[TEXT BLOCK]

□ □ □ □ □

2) Deployment of job cluster couples job graph creation and cluster
deployment. Abstractly, from user job to a concrete submission, it requires

     create JobGraph --\

create ClusterClient -->  submit JobGraph

such a dependency. ClusterClient was created by deploying or retrieving.
JobGraph submission requires a compiled JobGraph and valid ClusterClient,
but the creation of ClusterClient is abstractly independent of that of
JobGraph. However, in job cluster mode, we deploy job cluster with a job
graph, which means we use another process:

create JobGraph --> deploy cluster with the JobGraph

Here is another inconsistency and downstream projects/client apis are
forced to handle different cases with rare supports from Flink.

Since we likely reached a consensus on

1. all configs gathered by Flink configuration and passed
2. execution environment knows all configs and handles execution(both
deployment and submission)

□ □ □ □ □

[INFORMATION SHOWN]
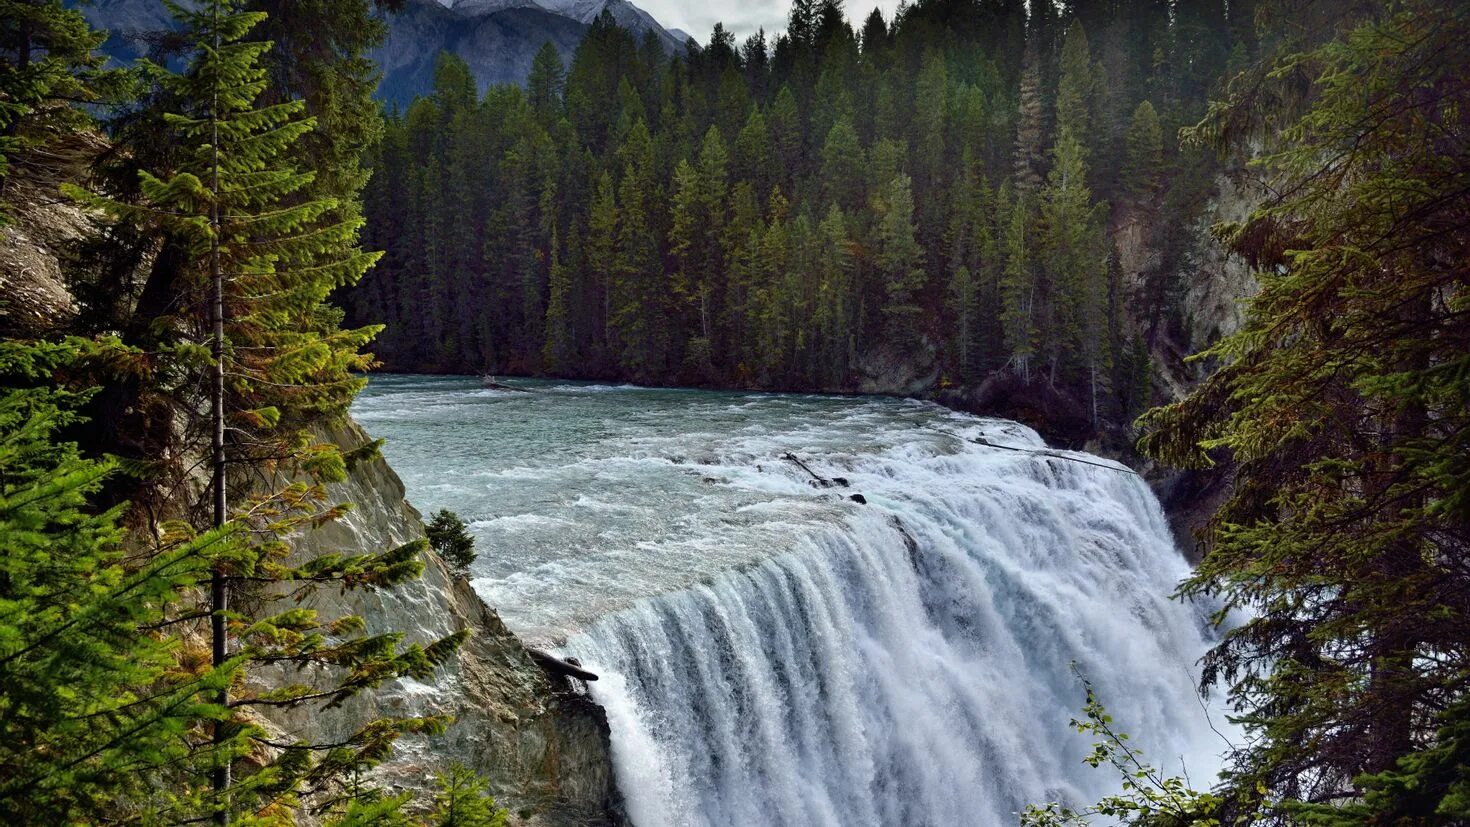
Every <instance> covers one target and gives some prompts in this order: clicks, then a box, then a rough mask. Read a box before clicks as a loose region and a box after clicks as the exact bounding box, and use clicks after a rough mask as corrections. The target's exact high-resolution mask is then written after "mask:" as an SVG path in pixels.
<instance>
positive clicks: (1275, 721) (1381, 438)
mask: <svg viewBox="0 0 1470 827" xmlns="http://www.w3.org/2000/svg"><path fill="white" fill-rule="evenodd" d="M1339 22H1341V21H1339ZM1329 31H1330V29H1329ZM1467 38H1470V22H1467V18H1466V13H1464V9H1461V7H1458V6H1455V4H1439V3H1410V4H1385V6H1382V7H1379V9H1377V10H1376V12H1374V15H1373V16H1372V18H1369V19H1358V21H1354V19H1351V18H1348V21H1347V22H1344V31H1342V34H1341V35H1339V37H1335V38H1332V40H1330V41H1327V43H1323V44H1314V43H1294V41H1291V40H1286V38H1283V40H1282V43H1280V47H1279V48H1280V51H1279V53H1277V54H1276V56H1273V57H1272V59H1270V60H1267V62H1264V63H1263V65H1261V66H1260V68H1258V69H1255V71H1254V73H1252V76H1251V81H1252V82H1250V84H1241V85H1236V87H1233V90H1235V93H1236V94H1235V95H1233V97H1230V98H1227V100H1226V101H1223V103H1222V104H1220V106H1217V107H1214V109H1213V112H1211V116H1210V118H1208V119H1207V120H1205V122H1204V123H1202V125H1201V128H1198V129H1195V131H1194V132H1192V135H1191V138H1192V140H1210V141H1214V142H1217V144H1219V145H1220V147H1223V148H1239V147H1242V145H1250V144H1252V142H1257V141H1260V144H1257V145H1260V147H1263V148H1264V153H1263V157H1261V159H1260V162H1258V163H1260V166H1261V170H1263V172H1264V173H1267V175H1270V179H1272V182H1273V192H1274V194H1276V195H1274V197H1273V198H1270V200H1269V201H1266V203H1264V204H1263V206H1261V207H1260V209H1257V210H1255V212H1254V213H1252V214H1251V216H1250V219H1248V220H1247V222H1244V223H1242V225H1235V226H1225V228H1222V231H1223V232H1222V235H1223V241H1225V242H1226V244H1227V245H1229V247H1230V250H1233V251H1235V253H1238V254H1241V256H1244V257H1245V259H1247V260H1248V261H1250V263H1251V264H1252V266H1254V267H1255V272H1257V278H1258V281H1260V294H1258V295H1257V297H1255V298H1252V300H1251V303H1250V314H1248V319H1247V323H1245V326H1244V328H1242V329H1241V331H1239V332H1238V333H1235V335H1230V336H1227V338H1225V339H1223V341H1222V342H1219V344H1217V345H1214V347H1213V348H1210V350H1207V351H1205V357H1207V358H1213V360H1217V361H1213V364H1217V366H1219V369H1217V370H1216V372H1214V373H1213V375H1211V376H1210V378H1208V379H1207V380H1205V382H1204V383H1202V385H1201V386H1200V388H1198V389H1197V391H1195V392H1194V394H1191V395H1189V397H1188V398H1186V400H1185V401H1182V402H1177V404H1173V405H1167V407H1164V408H1160V410H1155V411H1152V413H1150V414H1148V416H1147V417H1145V419H1144V425H1145V427H1147V435H1145V439H1144V442H1142V447H1144V448H1145V451H1148V452H1150V454H1151V455H1155V457H1160V458H1164V460H1167V461H1170V463H1175V464H1186V466H1192V467H1198V466H1208V464H1211V463H1214V461H1219V460H1229V461H1232V463H1233V466H1235V473H1233V483H1232V488H1230V499H1229V501H1227V502H1226V504H1225V505H1223V508H1222V510H1220V511H1219V514H1217V516H1216V517H1214V520H1213V521H1211V524H1210V526H1208V529H1207V532H1205V536H1204V539H1205V557H1204V560H1202V561H1201V564H1200V567H1198V568H1197V571H1195V573H1194V576H1192V577H1191V579H1189V580H1186V582H1185V585H1183V588H1182V591H1183V592H1185V593H1188V595H1200V593H1208V595H1211V596H1213V598H1219V599H1222V601H1225V607H1226V608H1233V607H1241V608H1245V610H1247V611H1245V613H1242V614H1241V615H1238V617H1241V620H1242V623H1241V624H1239V626H1236V627H1233V629H1230V630H1229V632H1226V633H1225V638H1223V640H1222V642H1220V643H1219V645H1217V646H1216V649H1214V651H1213V652H1211V654H1210V655H1208V657H1207V658H1205V679H1207V680H1216V679H1217V680H1220V682H1223V683H1225V685H1226V690H1227V692H1229V698H1230V702H1232V705H1233V707H1235V709H1238V712H1239V715H1241V720H1242V723H1244V726H1245V729H1247V733H1248V737H1247V739H1245V740H1242V742H1241V746H1239V749H1236V751H1235V752H1233V754H1232V758H1230V767H1229V770H1230V773H1229V776H1227V777H1226V779H1225V783H1223V790H1220V792H1223V795H1225V796H1226V801H1227V805H1229V808H1230V814H1232V817H1233V818H1236V820H1241V821H1245V820H1258V821H1285V820H1292V821H1299V823H1313V824H1413V823H1420V824H1455V823H1461V821H1464V818H1466V817H1467V815H1470V811H1467V806H1466V802H1467V799H1466V793H1467V789H1466V781H1464V773H1463V767H1464V756H1466V746H1467V740H1466V736H1464V733H1466V721H1467V720H1470V718H1467V717H1466V715H1467V708H1466V690H1464V687H1466V685H1464V677H1466V674H1467V668H1470V664H1467V658H1466V648H1464V629H1466V624H1467V610H1466V607H1467V605H1470V601H1467V595H1470V577H1467V574H1466V570H1464V566H1463V564H1461V561H1463V560H1464V558H1466V549H1467V548H1470V519H1467V516H1470V464H1467V463H1466V457H1467V455H1470V454H1467V445H1470V444H1467V439H1470V436H1467V435H1470V405H1467V400H1470V385H1467V378H1470V326H1467V325H1466V322H1464V314H1466V310H1467V303H1466V298H1467V297H1470V291H1467V288H1470V285H1467V281H1466V279H1467V273H1466V269H1464V267H1463V266H1461V264H1460V261H1464V260H1466V256H1467V253H1470V250H1467V234H1466V231H1464V222H1463V198H1461V197H1460V194H1463V191H1464V188H1466V187H1467V184H1470V165H1467V157H1466V156H1464V153H1448V151H1444V144H1442V142H1441V141H1442V140H1445V135H1446V134H1445V132H1444V129H1445V128H1446V125H1448V123H1451V122H1457V123H1458V122H1461V115H1460V107H1461V104H1460V103H1458V101H1463V100H1464V98H1466V95H1467V94H1470V87H1467V78H1470V51H1467V48H1466V44H1467V43H1470V40H1467ZM1297 78H1310V79H1311V88H1310V90H1308V93H1310V95H1308V97H1307V98H1305V101H1302V103H1304V106H1301V107H1299V109H1295V107H1289V106H1282V104H1280V103H1279V101H1294V100H1295V101H1301V98H1299V97H1297V95H1298V94H1299V93H1301V90H1299V88H1297V87H1295V82H1297ZM1247 88H1255V90H1260V93H1261V94H1258V95H1254V94H1252V95H1245V94H1242V91H1244V90H1247ZM1288 93H1289V94H1288ZM1451 101H1457V103H1451ZM1266 125H1269V131H1266V129H1263V126H1266ZM1222 617H1223V614H1222ZM1454 765H1458V767H1460V770H1451V767H1454Z"/></svg>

□ □ □ □ □

[QUESTIONS ON THE MATERIAL]
**A)** Please answer these about the job cluster deployment text, one answer a line:
(i) In what ways was ClusterClient created?
(ii) What does JobGraph submission require?
(iii) In job cluster mode, what is the job cluster deployed with?
**B)** Rewrite the job cluster deployment text from the words "Since we likely" through the words "deployment and submission)", renaming "execution environment" to "runtime environment".
**C)** Write what comes next in the job cluster deployment text, picking up after its final line.

[TASK-BY-TASK RESULTS]
**A)**
(i) By deploying or retrieving.
(ii) A compiled JobGraph and a valid ClusterClient.
(iii) A job graph.

**B)**
Since we likely reached a consensus on

1. all configs gathered by Flink configuration and passed
2. runtime environment knows all configs and handles execution(both
deployment and submission)

**C)**
to the issues above I propose eliminating inconsistencies by following
approach:

1) CliFrontend should exactly be a front end, at least for "run" command.
That means it just gathered and passed all config from command line to
the main method of user program. Execution environment knows all the info
and with an addition to utils for ClusterClient, we gracefully get a
ClusterClient by deploying or retrieving. In this way, we don't need to
hijack #execute/executePlan methods and can remove various hacking
subclasses of exec env, as well as #run methods in ClusterClient(for an
interface-ized ClusterClient). Now the control flow flows from CliFrontend
to the main method and never returns.

2) Job cluster means a cluster for the specific job. From another
perspective, it is an ephemeral session. We may decouple the deployment
with a compiled job graph, but start a session with idle timeout
and submit the job following.

These topics, before we go into more details on design or implementation,
are better to be aware and discussed for a consensus.

Best,
tison.


Zili Chen <wander4...@gmail.com> 于2019年6月20日周四 上午3:21写道：

> Hi Jeff,
>
> Thanks for raising this thread and the design document!
>
> As @Thomas Weise mentioned above, extending config to flink
> requires far more effort than it should be. Another example
> is we achieve detach mode by introduce another execution
> environment which also hijack #execute method.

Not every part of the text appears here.